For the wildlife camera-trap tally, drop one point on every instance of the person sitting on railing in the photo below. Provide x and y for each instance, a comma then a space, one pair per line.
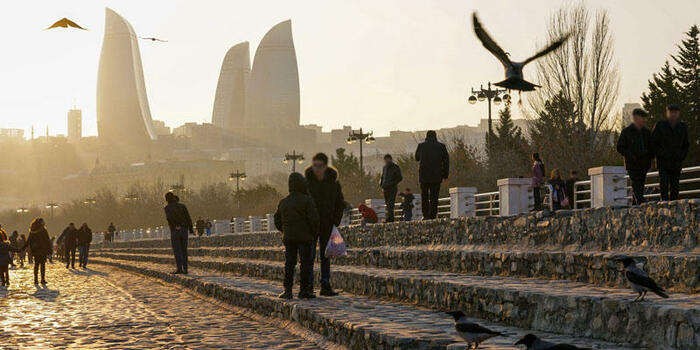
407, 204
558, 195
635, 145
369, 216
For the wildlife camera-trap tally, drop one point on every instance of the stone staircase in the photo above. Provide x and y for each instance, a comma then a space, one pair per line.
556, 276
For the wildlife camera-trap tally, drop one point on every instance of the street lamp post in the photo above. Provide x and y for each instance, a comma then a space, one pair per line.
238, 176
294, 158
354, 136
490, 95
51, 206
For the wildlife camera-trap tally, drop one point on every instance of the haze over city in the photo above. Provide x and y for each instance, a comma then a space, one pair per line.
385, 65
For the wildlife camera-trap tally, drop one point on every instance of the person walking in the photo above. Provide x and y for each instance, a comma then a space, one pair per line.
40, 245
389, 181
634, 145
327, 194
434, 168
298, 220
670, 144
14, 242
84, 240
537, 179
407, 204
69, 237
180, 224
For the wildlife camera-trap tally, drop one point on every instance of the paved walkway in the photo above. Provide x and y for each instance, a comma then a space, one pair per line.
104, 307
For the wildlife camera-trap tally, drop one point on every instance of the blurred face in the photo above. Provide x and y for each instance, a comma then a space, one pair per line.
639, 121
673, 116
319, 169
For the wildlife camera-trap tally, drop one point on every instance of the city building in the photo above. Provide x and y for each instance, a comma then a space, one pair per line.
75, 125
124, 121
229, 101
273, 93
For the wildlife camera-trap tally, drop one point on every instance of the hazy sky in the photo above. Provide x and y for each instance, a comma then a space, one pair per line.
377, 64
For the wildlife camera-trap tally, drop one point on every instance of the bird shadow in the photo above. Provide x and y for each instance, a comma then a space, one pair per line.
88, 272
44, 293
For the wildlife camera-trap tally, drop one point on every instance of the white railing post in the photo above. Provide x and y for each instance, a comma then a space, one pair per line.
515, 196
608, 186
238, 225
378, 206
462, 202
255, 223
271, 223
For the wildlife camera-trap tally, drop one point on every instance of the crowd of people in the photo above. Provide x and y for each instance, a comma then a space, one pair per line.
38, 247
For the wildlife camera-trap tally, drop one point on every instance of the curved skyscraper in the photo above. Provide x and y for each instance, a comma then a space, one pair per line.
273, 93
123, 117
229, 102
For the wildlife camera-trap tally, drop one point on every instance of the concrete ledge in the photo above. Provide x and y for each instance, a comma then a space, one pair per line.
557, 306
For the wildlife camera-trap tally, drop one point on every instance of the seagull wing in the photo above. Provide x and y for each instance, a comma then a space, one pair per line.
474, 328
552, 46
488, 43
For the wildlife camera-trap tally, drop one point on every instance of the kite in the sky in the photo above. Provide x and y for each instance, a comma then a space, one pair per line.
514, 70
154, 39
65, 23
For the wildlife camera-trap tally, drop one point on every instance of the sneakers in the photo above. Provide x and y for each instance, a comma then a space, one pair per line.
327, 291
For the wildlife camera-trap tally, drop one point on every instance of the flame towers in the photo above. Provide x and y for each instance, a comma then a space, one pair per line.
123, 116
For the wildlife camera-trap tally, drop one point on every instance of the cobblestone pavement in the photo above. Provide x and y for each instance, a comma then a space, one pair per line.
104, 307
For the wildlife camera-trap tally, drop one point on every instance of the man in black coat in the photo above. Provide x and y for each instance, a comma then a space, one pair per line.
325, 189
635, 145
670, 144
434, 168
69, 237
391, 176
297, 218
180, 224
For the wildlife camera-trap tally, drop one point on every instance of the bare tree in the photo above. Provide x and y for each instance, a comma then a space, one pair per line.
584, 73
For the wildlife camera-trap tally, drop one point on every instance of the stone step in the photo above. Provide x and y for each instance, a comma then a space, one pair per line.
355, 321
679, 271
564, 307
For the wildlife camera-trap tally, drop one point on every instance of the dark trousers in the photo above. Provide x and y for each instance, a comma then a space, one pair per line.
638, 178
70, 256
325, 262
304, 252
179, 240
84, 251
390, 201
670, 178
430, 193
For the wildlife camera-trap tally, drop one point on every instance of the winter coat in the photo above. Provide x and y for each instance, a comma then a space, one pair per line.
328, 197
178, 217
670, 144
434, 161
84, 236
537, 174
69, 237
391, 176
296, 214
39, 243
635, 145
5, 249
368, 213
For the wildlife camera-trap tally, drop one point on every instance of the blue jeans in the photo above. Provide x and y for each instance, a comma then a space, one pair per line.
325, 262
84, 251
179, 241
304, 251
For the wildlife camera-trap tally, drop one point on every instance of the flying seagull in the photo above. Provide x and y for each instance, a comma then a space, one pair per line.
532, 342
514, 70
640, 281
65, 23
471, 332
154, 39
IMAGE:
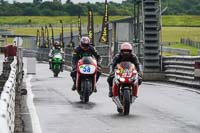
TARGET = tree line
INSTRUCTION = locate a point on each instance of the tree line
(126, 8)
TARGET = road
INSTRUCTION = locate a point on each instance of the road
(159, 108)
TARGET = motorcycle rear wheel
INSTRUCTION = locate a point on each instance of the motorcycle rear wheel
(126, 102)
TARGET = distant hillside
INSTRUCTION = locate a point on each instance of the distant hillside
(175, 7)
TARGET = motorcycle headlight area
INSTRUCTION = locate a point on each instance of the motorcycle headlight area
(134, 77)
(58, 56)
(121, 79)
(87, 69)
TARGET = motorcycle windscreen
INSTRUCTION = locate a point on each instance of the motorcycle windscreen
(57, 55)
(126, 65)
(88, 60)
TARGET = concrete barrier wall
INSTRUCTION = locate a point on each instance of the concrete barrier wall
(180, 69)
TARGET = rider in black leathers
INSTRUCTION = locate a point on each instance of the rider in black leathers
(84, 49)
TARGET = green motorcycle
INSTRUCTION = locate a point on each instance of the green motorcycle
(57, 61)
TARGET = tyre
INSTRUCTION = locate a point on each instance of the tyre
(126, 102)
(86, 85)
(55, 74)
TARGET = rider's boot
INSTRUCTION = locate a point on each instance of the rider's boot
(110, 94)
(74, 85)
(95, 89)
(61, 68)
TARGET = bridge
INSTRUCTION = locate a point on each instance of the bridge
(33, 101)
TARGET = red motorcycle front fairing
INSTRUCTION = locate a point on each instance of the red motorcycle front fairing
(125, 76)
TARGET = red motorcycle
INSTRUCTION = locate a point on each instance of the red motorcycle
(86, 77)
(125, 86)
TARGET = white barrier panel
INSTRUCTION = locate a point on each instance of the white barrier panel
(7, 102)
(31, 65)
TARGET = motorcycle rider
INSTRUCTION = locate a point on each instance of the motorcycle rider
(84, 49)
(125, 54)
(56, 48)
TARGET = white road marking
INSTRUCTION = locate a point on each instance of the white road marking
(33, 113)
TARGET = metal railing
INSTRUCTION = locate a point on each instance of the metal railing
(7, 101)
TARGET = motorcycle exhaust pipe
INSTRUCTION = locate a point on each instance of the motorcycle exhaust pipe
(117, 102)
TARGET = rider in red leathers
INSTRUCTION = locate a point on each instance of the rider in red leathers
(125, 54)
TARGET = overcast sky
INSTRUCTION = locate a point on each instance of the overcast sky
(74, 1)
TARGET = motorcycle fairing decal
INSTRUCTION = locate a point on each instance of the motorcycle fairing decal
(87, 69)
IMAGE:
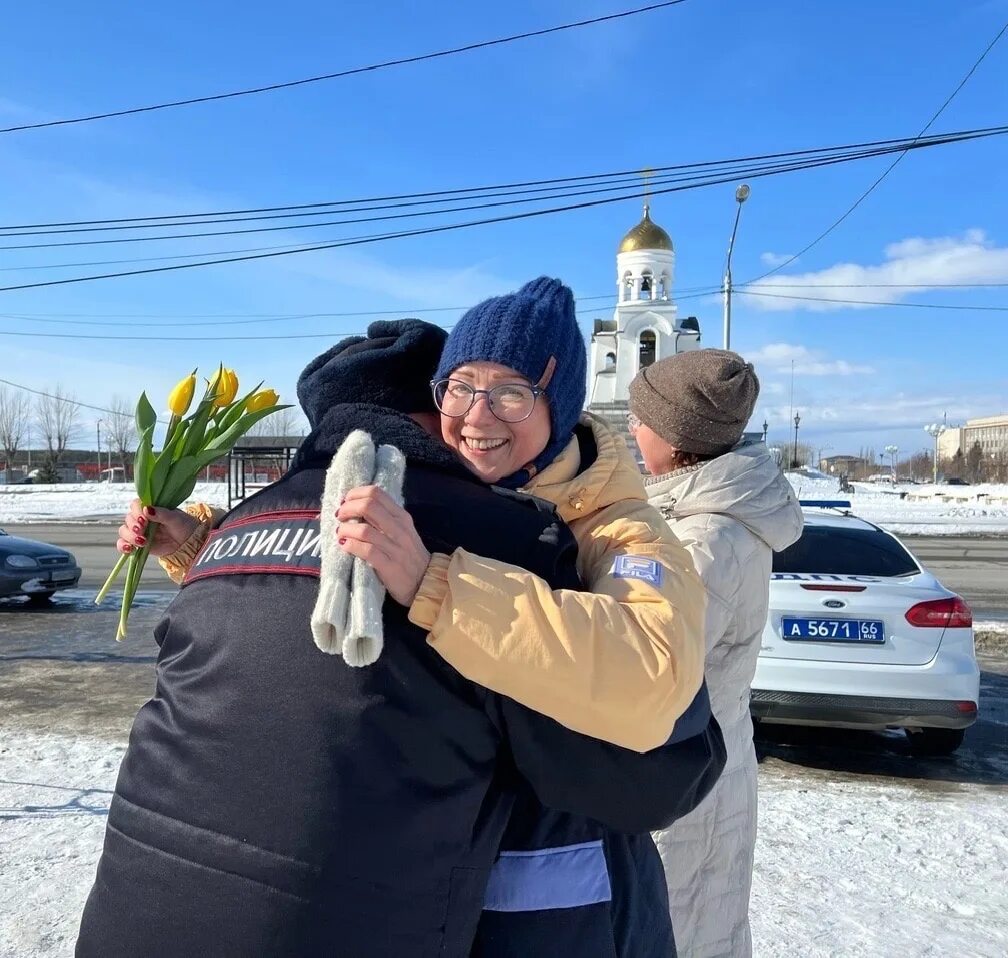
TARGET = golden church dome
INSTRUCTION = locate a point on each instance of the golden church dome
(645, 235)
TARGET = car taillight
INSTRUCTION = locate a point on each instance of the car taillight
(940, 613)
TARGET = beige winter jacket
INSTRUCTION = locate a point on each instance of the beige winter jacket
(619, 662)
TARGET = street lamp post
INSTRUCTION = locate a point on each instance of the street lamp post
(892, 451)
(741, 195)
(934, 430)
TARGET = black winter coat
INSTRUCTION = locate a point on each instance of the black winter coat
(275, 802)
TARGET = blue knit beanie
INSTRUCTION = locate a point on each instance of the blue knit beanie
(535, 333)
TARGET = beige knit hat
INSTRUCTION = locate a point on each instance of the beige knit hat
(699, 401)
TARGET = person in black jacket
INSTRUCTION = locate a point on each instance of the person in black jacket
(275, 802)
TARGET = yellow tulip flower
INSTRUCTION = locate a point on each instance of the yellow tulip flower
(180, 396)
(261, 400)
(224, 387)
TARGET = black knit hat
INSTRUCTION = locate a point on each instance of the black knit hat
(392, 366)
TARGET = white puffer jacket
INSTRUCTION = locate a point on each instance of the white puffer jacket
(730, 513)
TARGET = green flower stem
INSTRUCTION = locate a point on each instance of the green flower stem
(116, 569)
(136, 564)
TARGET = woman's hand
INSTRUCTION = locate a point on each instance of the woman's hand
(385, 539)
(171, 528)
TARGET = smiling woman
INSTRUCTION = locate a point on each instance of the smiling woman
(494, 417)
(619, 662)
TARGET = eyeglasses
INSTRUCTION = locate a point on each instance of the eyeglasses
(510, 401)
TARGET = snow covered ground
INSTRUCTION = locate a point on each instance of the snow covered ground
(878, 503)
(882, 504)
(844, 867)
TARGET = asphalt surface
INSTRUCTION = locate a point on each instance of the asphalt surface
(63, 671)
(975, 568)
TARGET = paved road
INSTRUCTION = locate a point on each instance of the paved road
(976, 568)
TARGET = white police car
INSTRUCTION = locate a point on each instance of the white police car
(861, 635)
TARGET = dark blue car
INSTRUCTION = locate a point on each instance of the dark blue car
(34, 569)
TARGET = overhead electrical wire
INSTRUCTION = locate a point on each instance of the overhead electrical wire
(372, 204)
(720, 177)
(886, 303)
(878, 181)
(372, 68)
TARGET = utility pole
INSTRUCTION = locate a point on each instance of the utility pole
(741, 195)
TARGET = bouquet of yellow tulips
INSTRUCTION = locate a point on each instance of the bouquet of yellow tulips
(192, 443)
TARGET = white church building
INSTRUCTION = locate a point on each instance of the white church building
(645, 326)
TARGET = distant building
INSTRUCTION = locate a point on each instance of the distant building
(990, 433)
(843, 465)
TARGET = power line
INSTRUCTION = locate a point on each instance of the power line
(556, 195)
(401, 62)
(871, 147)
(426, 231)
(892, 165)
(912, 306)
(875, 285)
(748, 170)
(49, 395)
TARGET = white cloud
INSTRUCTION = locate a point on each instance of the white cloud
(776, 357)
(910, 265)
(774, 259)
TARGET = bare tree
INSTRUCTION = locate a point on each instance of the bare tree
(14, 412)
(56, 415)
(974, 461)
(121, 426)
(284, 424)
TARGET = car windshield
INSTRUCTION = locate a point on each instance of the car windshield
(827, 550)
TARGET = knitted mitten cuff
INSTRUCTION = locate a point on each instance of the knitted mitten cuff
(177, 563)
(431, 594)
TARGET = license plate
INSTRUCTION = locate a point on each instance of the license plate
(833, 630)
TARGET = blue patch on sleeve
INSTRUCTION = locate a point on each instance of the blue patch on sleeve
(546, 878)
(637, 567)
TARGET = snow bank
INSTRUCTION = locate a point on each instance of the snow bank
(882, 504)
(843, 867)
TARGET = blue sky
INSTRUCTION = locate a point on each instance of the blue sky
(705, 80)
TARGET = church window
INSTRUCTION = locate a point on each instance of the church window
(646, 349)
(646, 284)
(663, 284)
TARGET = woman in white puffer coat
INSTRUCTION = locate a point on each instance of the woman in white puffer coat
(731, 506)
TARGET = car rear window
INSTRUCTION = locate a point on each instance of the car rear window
========================================================================
What is expected: All lines from the one with "TARGET = license plate" to the end of the material above should be copied exactly, both ends included, and nothing else.

Expected output:
TARGET = license plate
INSTRUCTION = locate a point on each instance of the license plate
(833, 630)
TARGET = blue patch on sleeve
INSTRUCTION = locate a point on each instance of the blue patch on sleeve
(546, 878)
(637, 567)
TARGET = snow bank
INSTRUCTION = locate a point on each instance of the snow bank
(882, 504)
(843, 867)
TARGET = blue sky
INSTRUCTION = locate a point on each instance of the blue sky
(705, 80)
TARGET = church window
INSTRUCTION = locate a point on each instance of the church window
(646, 349)
(646, 284)
(663, 284)
TARGET = woman in white puffer coat
INSTRUCTION = locate a point on each instance of the woman in white puffer coat
(731, 506)
TARGET = car rear window
INSTRUCTION = locate a point on each instance of the car rear window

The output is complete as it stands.